▶ _Task goal_:
What is needed is a verbatim copy of each record below.
#### Source material ####
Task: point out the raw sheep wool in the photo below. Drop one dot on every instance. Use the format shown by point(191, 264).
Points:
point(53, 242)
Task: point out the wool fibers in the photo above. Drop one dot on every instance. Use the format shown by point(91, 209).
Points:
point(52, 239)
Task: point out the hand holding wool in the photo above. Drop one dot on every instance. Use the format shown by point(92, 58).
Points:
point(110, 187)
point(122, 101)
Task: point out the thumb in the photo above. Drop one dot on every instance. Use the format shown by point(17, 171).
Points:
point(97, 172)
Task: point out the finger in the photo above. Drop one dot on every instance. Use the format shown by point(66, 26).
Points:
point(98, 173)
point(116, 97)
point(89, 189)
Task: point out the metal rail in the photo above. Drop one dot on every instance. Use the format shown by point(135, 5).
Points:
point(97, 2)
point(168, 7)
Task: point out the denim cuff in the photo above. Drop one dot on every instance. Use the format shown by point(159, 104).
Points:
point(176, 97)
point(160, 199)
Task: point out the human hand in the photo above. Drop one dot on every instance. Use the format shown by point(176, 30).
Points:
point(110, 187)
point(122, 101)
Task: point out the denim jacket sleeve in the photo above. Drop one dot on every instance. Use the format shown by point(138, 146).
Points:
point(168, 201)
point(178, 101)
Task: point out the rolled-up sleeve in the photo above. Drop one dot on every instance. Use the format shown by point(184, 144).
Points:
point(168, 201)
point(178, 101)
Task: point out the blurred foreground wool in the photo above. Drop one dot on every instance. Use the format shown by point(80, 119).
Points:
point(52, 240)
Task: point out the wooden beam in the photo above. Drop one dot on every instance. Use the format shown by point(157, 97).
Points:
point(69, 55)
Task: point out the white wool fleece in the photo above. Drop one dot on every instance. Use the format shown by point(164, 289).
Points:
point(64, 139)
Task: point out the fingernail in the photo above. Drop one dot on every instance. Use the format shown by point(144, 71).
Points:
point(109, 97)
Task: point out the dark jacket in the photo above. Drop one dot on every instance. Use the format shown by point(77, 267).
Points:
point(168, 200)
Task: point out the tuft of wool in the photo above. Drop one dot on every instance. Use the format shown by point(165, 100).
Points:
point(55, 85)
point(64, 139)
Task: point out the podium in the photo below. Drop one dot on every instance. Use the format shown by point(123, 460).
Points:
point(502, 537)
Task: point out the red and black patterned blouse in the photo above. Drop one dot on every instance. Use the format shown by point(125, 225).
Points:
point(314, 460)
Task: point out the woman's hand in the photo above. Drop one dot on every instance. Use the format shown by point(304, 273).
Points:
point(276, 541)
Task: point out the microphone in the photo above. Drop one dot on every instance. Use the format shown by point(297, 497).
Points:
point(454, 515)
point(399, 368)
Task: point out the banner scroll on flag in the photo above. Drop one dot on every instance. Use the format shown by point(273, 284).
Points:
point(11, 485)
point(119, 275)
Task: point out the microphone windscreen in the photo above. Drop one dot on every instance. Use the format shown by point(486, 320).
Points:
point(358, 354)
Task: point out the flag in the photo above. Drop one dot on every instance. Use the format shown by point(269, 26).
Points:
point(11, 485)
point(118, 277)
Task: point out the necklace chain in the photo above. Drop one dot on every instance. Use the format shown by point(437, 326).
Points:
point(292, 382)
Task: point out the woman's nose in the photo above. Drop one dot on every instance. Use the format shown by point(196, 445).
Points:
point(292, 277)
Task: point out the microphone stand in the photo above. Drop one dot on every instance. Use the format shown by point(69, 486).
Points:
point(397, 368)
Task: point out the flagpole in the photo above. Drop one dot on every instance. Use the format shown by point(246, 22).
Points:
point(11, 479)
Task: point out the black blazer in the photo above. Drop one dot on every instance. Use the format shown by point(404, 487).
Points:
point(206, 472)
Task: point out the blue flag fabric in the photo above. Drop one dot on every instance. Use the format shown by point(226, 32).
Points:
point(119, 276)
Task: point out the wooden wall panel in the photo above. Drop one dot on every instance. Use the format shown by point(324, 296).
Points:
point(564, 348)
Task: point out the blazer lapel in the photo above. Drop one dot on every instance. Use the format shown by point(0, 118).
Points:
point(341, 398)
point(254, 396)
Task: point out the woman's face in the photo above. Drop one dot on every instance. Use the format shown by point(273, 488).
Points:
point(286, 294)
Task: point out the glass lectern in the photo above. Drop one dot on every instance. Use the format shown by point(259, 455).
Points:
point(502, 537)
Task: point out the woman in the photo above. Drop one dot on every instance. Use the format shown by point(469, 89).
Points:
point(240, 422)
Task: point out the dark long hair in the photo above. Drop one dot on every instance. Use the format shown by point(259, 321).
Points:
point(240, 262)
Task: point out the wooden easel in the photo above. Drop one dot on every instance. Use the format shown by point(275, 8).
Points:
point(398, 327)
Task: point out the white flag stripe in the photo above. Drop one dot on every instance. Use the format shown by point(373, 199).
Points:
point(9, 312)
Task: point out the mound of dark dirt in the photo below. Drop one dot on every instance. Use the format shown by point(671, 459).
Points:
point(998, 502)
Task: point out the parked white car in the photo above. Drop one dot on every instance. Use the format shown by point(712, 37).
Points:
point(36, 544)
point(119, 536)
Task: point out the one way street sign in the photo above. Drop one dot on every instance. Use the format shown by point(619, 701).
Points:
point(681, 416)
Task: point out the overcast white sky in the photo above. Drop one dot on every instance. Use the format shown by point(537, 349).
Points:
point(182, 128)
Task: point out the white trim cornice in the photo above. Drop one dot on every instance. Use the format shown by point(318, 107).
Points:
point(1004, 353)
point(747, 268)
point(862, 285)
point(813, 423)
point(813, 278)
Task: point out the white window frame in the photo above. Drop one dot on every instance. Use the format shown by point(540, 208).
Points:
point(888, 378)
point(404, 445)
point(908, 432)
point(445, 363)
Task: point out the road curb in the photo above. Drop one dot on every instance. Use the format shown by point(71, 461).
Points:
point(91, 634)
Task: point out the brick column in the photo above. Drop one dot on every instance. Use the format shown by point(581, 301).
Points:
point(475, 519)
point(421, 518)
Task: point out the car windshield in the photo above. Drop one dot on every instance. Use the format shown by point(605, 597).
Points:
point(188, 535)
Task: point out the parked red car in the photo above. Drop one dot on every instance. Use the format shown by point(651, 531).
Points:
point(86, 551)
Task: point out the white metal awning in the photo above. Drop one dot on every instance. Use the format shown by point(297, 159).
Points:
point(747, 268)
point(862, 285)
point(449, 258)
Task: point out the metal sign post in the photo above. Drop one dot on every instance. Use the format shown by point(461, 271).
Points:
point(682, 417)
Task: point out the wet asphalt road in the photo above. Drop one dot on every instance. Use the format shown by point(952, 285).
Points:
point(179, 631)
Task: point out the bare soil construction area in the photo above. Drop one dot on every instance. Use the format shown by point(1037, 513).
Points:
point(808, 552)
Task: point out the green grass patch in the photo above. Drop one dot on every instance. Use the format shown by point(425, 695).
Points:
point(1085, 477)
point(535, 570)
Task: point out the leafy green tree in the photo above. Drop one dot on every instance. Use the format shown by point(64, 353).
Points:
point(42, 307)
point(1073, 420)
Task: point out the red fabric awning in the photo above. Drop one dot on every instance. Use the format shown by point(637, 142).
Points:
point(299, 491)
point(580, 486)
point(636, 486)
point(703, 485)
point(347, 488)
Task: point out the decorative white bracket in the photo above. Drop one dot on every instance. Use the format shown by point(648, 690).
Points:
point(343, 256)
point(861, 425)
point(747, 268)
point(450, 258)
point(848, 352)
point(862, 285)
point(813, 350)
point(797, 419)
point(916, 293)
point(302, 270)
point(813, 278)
####
▶ _Written answer_:
Task: point out the raw sheep wool in the photo below. Drop one dot on every instance. Use the format shown by point(191, 264).
Points:
point(53, 242)
Task: point out the wool fibers in the photo above. Drop one dot on every instance. Use the format shown by point(91, 209).
Points:
point(52, 239)
Task: point out the hand holding wool in the photo above. Drop one dot on every instance. Use the format shown by point(92, 58).
Points:
point(110, 187)
point(122, 101)
Task: point out the thumb in the photo above. Drop one dot on every instance. Use the format shown by point(17, 171).
Points:
point(97, 172)
Task: point out the finger in the photo above. Drop one dot on every instance. Use the format shown by point(66, 26).
Points:
point(98, 173)
point(116, 97)
point(89, 189)
Task: point out the metal rail in the photo above. Drop one dot on every instance. Use the format shown by point(135, 5).
Points:
point(97, 2)
point(168, 7)
Task: point out the denim cuff in the photo above. Drop one dot on every instance. Use the format shown by point(159, 104).
Points:
point(176, 97)
point(160, 199)
Task: point out the human hand in the photo above. Drop one dot on every instance. Use the format shown by point(176, 30).
Points:
point(110, 187)
point(122, 101)
Task: point out the denim jacket sleeve in the photo above. Drop one dot on every instance. Use the format shown by point(138, 146).
Points:
point(168, 201)
point(178, 101)
Task: point out the rolled-up sleeve in the photo above. Drop one dot on every instance. Use the format shown by point(184, 144).
Points:
point(168, 201)
point(178, 101)
Task: point out the blurred foreground wool in the photo above. Drop one dot on every instance. Use the format shown by point(80, 119).
Points:
point(52, 240)
Task: point out the wooden beam in the photo above. Drop one dot on every instance. Use the format shown by point(157, 97).
Points:
point(69, 55)
Task: point out the white wool fleece in the photo above. Drop one dot on every instance. Use the format shown by point(164, 289).
Points:
point(64, 139)
Task: point out the fingernail in the photo above. Drop one dot on every instance. Use the format shown by point(144, 71).
Points:
point(109, 97)
Task: point out the dark jacket in the photo above. Drop one dot on every instance. Use the format shown by point(77, 267).
Points:
point(168, 200)
Task: point out the tuft of wool in the photo above. Drop one dot on every instance. Use the format shown by point(165, 100).
Points:
point(55, 85)
point(64, 139)
Task: point out the podium in the photo below. Drop one dot on every instance. Use the format shown by point(123, 460).
Points:
point(502, 537)
Task: point out the red and black patterned blouse in the photo above. Drop one dot on every instance. Use the format shown by point(125, 225).
Points:
point(314, 460)
Task: point out the woman's hand in the photo above. Drop one dot on every instance. Use the format shown by point(304, 273).
Points:
point(276, 541)
Task: point out the microphone in the photo above. Drop one dot on every instance. Use the format shown by point(297, 497).
Points:
point(454, 515)
point(399, 368)
Task: point out the banner scroll on flag in the photo above. Drop one dot on every instance. Use the format shown by point(273, 284).
Points:
point(11, 485)
point(119, 275)
Task: point out the microphone windscreen in the photo above. Drop one dot on every instance. Use the format shown by point(486, 320).
Points:
point(358, 354)
Task: point out the flag in the photo above. Drop one dot on every instance. Use the format shown by point(269, 26).
Points:
point(11, 485)
point(118, 277)
Task: point out the necklace chain in the photo above. Drop one dot on every instance. Use the format shown by point(437, 326).
Points:
point(292, 382)
Task: point out the woman's nose in the photo above. Drop one dot on every instance. Use the format shown by point(196, 445).
Points:
point(292, 277)
Task: point out the microphone stand in the photo above. Drop one dot on every instance. Use the format shown by point(69, 486).
Points:
point(397, 368)
Task: point out the flagpole in the photo above. Drop one dot on every instance. Use the format shown by point(246, 22).
Points:
point(11, 479)
Task: point out the black blazer in the photo above. Drop one dot on every instance. Use the format shown by point(404, 487).
Points:
point(206, 472)
Task: point out the blue flag fabric in the photo above. Drop one dot on every instance. Use the format shown by point(226, 32).
Points:
point(119, 276)
Task: point out the wooden wall panel in the photo above. Drop one dot on every instance. Use the format shown by point(324, 296).
Points:
point(564, 348)
Task: point out the blazer lapel in the photo above. Drop one dot on every instance. Use the format shown by point(0, 118).
Points:
point(341, 398)
point(254, 396)
Task: point out the woman's face in the photo above. Drop one dot on every instance. Use the format shown by point(273, 488).
Points:
point(286, 294)
Task: point out the glass lectern in the photo above. Drop one dot on every instance. Use the format shown by point(259, 455).
Points:
point(502, 537)
Task: point out the woman in the photo above. Drop one dot on every instance. Use the format shown by point(469, 89).
Points:
point(240, 422)
Task: point out the dark long hair in the photo above. Drop one dot on every instance. Use the format shown by point(259, 321).
Points:
point(240, 262)
Task: point out the wooden easel in the photo above. Drop one dot on every instance. Use the format shown by point(275, 8).
Points:
point(398, 327)
Task: point out the white flag stripe in the photo above. Drop one dot on every instance. Use the format shown by point(373, 199).
Points:
point(9, 312)
Task: point out the mound of dark dirt in the photo below. Drop one dot on every instance. Use the format shown by point(671, 459).
Points:
point(998, 502)
Task: point out the parked white car in the photo above. Drop one dot on every instance. Use the format shown by point(712, 37).
Points:
point(36, 544)
point(119, 536)
Task: point out the one way street sign in the photo above. Drop one dot on every instance. Use the format shown by point(619, 701).
Points:
point(681, 416)
Task: point out the overcast white sky in the photo above. Drop one dot on every instance. Use the format shown by point(537, 349).
Points:
point(182, 128)
Task: point out the white trim cornice in the photo above. Drop one dot on every instance. Use the format shown by point(318, 107).
Points:
point(1004, 353)
point(747, 268)
point(862, 285)
point(813, 423)
point(813, 278)
Task: point out the white window frame in the photo above. Drop one dot on every instance. Use the format shown by point(540, 208).
Points:
point(888, 378)
point(404, 445)
point(908, 432)
point(445, 363)
Task: point out the road curb in the photo above. Drop one dot on every instance. Use the format shown by point(71, 461).
Points:
point(91, 634)
Task: point out the brick column in the photo above. Drop one dot on every instance. Use the format shown by point(581, 301).
Points:
point(475, 519)
point(421, 518)
Task: point out the car windshield in the photo above. Drop one dot on every instance. Use the format shown by point(605, 597).
Points:
point(188, 535)
Task: point out the parked red car in the photo above. Drop one dot on every instance. Use the format shown by point(651, 531).
Points:
point(86, 551)
Task: point out the white metal awning in the photo above. Drop one dot on every instance. Use the format shown by point(297, 159).
Points:
point(747, 268)
point(862, 285)
point(449, 258)
Task: point out the metal sign post in the photo above. Drop one dot on every instance. Use the format shown by point(461, 271).
Points:
point(682, 417)
Task: point out the wet asphalt road in the photo above. Drop one dot on every instance. Use the format shown by point(952, 285).
Points:
point(179, 631)
Task: point out the bare soil construction area in the photo above. Drop one dot on every instance. Use the format shown by point(1037, 513).
Points:
point(808, 552)
Task: point out the green grass patch in the photo above. Drop one dot on every instance. Use the format shown by point(425, 695).
Points:
point(1085, 477)
point(535, 570)
Task: point out the leafy green tree in the photo above. Drop one dot on every instance. Use the format shown by point(64, 353).
Points:
point(42, 307)
point(1073, 420)
Task: point out the red fabric awning in the photo above. Drop one dot on every instance. Use the format shown by point(637, 142).
Points:
point(299, 491)
point(580, 486)
point(636, 486)
point(703, 485)
point(347, 488)
Task: point out the decorative white bracket in the photo above. Drop one dot on every instance. Use the format shown by point(648, 690).
Points:
point(343, 256)
point(861, 425)
point(747, 268)
point(450, 258)
point(848, 352)
point(862, 285)
point(813, 350)
point(797, 419)
point(916, 293)
point(302, 270)
point(813, 278)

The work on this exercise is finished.